◆ What you will do
Determine how many lines in the records below include the word "rung" and output that number alone.

◆ Extracted data
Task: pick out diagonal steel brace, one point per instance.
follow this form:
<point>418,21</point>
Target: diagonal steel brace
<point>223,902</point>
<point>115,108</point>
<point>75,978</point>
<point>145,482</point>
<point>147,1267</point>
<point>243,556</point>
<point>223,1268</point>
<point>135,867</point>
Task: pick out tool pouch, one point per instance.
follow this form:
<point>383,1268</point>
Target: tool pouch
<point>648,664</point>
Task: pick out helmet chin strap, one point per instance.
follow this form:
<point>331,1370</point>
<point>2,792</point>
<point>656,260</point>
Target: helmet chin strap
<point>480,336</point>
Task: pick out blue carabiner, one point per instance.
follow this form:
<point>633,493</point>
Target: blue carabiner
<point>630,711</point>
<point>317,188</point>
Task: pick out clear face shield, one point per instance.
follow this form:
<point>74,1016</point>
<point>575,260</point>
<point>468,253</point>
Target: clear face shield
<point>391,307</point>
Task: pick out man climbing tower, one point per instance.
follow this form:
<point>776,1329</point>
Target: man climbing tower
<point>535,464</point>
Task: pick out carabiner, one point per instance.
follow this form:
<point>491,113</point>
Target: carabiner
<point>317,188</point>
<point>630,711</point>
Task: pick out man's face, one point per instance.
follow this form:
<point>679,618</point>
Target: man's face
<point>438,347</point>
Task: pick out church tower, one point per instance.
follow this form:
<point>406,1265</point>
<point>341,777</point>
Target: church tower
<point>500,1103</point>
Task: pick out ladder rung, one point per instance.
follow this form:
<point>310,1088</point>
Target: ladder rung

◆ Answer section
2